-- begin EXCERPTED RECORDS --

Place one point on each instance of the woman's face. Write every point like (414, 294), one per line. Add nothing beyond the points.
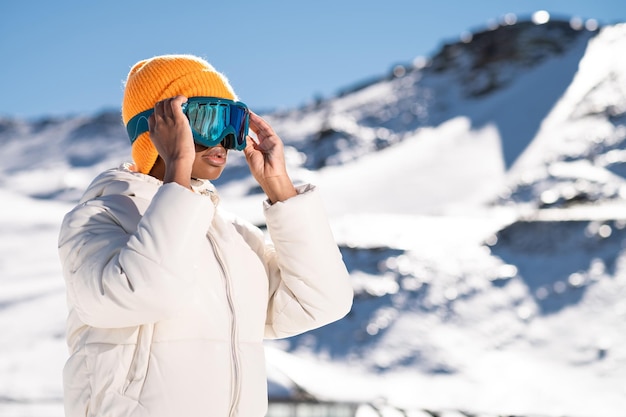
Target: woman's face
(209, 163)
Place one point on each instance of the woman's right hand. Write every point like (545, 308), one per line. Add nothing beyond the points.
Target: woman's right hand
(171, 135)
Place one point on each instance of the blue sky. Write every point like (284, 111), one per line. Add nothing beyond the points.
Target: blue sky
(71, 57)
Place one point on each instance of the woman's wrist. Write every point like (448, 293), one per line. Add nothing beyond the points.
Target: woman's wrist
(279, 188)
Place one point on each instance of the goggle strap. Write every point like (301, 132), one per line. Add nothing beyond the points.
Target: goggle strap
(138, 124)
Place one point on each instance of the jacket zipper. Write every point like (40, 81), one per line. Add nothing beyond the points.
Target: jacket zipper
(236, 386)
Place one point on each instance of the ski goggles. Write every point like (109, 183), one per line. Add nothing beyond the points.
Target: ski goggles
(213, 121)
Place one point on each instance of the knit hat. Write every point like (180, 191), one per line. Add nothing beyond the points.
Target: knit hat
(161, 77)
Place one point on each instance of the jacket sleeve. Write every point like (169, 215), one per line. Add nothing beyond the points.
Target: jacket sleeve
(118, 277)
(309, 283)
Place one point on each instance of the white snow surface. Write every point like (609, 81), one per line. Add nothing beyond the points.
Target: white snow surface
(480, 287)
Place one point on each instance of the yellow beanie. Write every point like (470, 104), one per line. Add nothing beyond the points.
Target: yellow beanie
(161, 77)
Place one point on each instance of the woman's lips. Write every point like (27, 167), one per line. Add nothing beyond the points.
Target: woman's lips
(215, 156)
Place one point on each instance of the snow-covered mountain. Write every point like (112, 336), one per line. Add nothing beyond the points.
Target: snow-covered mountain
(478, 199)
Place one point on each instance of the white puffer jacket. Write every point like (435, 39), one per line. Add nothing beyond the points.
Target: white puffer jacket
(170, 298)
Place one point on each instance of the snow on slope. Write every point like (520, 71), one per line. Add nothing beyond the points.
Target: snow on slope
(458, 305)
(531, 323)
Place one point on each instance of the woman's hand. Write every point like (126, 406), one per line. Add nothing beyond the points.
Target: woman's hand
(266, 160)
(171, 135)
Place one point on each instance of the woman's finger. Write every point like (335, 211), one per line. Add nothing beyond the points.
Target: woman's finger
(260, 126)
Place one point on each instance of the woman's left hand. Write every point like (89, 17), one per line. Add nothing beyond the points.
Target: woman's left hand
(266, 160)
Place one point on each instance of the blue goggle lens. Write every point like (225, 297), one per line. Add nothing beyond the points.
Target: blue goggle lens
(212, 120)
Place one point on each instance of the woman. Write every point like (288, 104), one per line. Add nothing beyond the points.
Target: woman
(169, 296)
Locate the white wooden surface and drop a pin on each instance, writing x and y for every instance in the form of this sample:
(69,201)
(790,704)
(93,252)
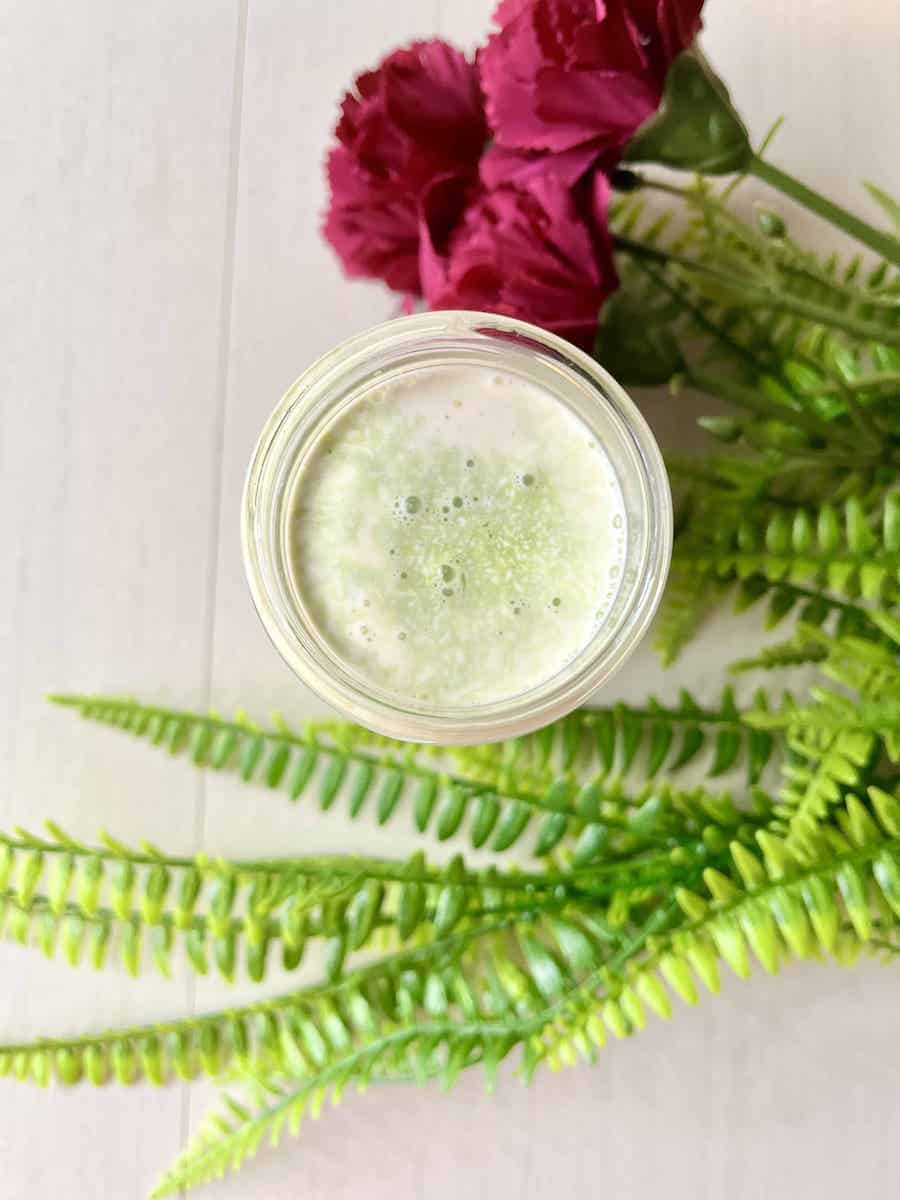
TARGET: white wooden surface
(162,281)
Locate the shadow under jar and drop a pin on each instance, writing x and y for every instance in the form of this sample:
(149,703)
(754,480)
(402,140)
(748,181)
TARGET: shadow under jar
(456,527)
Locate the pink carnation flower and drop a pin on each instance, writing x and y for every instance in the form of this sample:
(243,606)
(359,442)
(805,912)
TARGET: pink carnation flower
(415,119)
(531,252)
(562,75)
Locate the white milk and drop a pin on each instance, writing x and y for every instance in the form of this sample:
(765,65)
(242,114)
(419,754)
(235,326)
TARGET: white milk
(459,537)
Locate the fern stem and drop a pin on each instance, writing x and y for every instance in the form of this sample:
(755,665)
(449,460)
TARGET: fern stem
(287,737)
(804,267)
(450,946)
(763,297)
(883,245)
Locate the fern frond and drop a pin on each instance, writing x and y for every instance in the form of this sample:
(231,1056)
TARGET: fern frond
(689,598)
(850,552)
(342,766)
(329,763)
(826,892)
(234,1134)
(655,737)
(217,912)
(281,1035)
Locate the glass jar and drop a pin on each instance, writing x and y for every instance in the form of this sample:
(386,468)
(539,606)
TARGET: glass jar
(328,389)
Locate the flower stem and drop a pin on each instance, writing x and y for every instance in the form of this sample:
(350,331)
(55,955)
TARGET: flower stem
(883,244)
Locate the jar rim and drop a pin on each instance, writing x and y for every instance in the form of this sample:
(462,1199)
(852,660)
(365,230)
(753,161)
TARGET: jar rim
(298,421)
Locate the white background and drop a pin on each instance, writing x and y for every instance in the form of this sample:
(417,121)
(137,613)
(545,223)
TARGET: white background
(161,282)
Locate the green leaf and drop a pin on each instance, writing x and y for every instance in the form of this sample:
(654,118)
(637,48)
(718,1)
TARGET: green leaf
(696,126)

-- end EXCERPTED RECORDS --

| REQUIRED WORK |
Could you output every line of the listing above exactly as it appears, leaving out the pictures?

| CORRECT RESPONSE |
Place one point on each instance of the woman's face. Write every point like (414, 294), one per line. Add nothing beyond the points.
Target: woman's face
(209, 163)
Place one point on each instance of the woman's right hand. Write every point like (545, 308), one per line. Add nothing beyond the points.
Target: woman's right hand
(171, 135)
Place one point on each instance of the blue sky. Write every point like (284, 111), one per line. Add nothing beyond the points.
Target: blue sky
(71, 57)
Place one point on each instance of the woman's wrist. Write every point like (448, 293), one per line. Add nothing beyond the points.
Target: woman's wrist
(279, 188)
Place one point on each instance of the goggle strap. Write every point like (301, 132), one per line. Add nothing beyond the points.
Target: goggle strap
(138, 124)
Place one point on each instance of the jacket zipper. Write every point like (40, 81), one per line. Add nothing beyond the points.
Target: jacket zipper
(236, 386)
Place one point on each instance of the ski goggles. Write every point like (109, 183), one per line. Add nothing beyond the points.
Target: ski goggles
(213, 121)
Place one point on each instance of the knit hat. Write every point like (180, 191), one per line. Add nothing beyond the points.
Target: knit hat
(161, 77)
Place one point on each instance of the jacket sleeve. Write every point like (169, 215), one per line. Add nothing beyond the points.
Target: jacket sleeve
(118, 277)
(309, 283)
Place one point on each instance of the white snow surface. Write every point like (609, 81), one per line. Add nothing beyond the points.
Target: white snow surface
(480, 287)
Place one point on each instance of the yellow beanie. Write every point like (470, 104), one per line. Add nothing beyond the points.
Target: yellow beanie
(161, 77)
Place one point on each instance of the woman's lips. Write every point like (27, 167), one per line. Add nothing beyond the points.
Target: woman's lips
(215, 156)
Place one point on each instance of the snow-covered mountain. Write every point like (112, 336), one per line. Add nothing beyond the points.
Target: snow-covered mountain
(478, 199)
Place one point on each instance of the white puffer jacket. Write every point like (435, 39), one per line. Add nothing beyond the points.
Target: white puffer jacket
(170, 298)
Place one point on each instance of the snow on slope. Write every point like (520, 71), one per line. Add nothing beyond the points.
Target: snow on slope
(458, 305)
(531, 323)
Place one point on each instance of the woman's hand. Write every point like (126, 406), one per line. Add nothing beyond the points.
Target: woman's hand
(266, 160)
(171, 135)
Place one point on each instance of the woman's finger. Write every point like (335, 211), one per line. Add nothing beyond the points.
Target: woman's finger
(260, 126)
Place one point on each instance of the woman's left hand. Write every point like (89, 17), one per line. Add nothing beyond the points.
Target: woman's left hand
(266, 160)
Place one point on each instance of the blue goggle lens. Write every point like (225, 297), one per line. Add nothing beyond the points.
Target: blue goggle lens
(212, 120)
Place one point on each instance of the woman. Write every point like (288, 104), one per line. Add nothing beyond the points.
Target: woman
(169, 296)
Locate the white wooden surface and drop a pin on each instance, writing x and y for every instance in the form of this sample:
(69,201)
(790,704)
(93,252)
TARGET: white wooden surface
(162,281)
Locate the shadow under jar and drop a pin on each instance, writing x and y for every instance in the form of this sample:
(149,703)
(754,480)
(402,140)
(748,181)
TARGET: shadow under jar
(456,527)
Locate the pink carnation flower and drop a pin on each instance, writing x and y for every instance in the form of this sample:
(243,606)
(359,442)
(805,912)
TARGET: pink carnation flower
(415,119)
(531,252)
(562,75)
Locate the white milk and drop a pin on each instance, writing x and y for every instance in the form of this sample:
(765,65)
(242,114)
(419,754)
(235,326)
TARGET: white milk
(459,537)
Locate the fern stem and drop a pin on each instance, writing x and y for every instance in the form of this sample:
(755,665)
(449,460)
TARGET: fern stem
(287,737)
(804,267)
(450,946)
(763,297)
(883,245)
Locate the fern frond and drop a pin on each instance, writing x and y for every instance in the form of this sample:
(231,1056)
TARGET: fern frond
(689,598)
(850,552)
(342,766)
(329,763)
(826,892)
(234,1134)
(655,737)
(217,912)
(281,1035)
Locate the glass jar and drop a pin on each instance, writing x and y for every instance in the form of this sample:
(386,468)
(539,606)
TARGET: glass jar
(328,389)
Locate the flower stem and drop a pin on each instance, writing x and y for every instance in the form of this sample:
(350,331)
(55,955)
TARGET: flower stem
(883,244)
Locate the jar rim and drop a pin on each instance, writing x and y for every instance in the form of this sample:
(462,1199)
(852,660)
(365,230)
(753,161)
TARGET: jar rim
(298,421)
Locate the white background and drop a pin on each instance, writing x and y for every instance in the form of this sample:
(417,121)
(137,613)
(545,223)
TARGET: white background
(161,282)
Locate the green leaf and drop a pin on each instance, writing x and y for every instance in the form of this sample:
(654,118)
(637,48)
(718,1)
TARGET: green leaf
(696,126)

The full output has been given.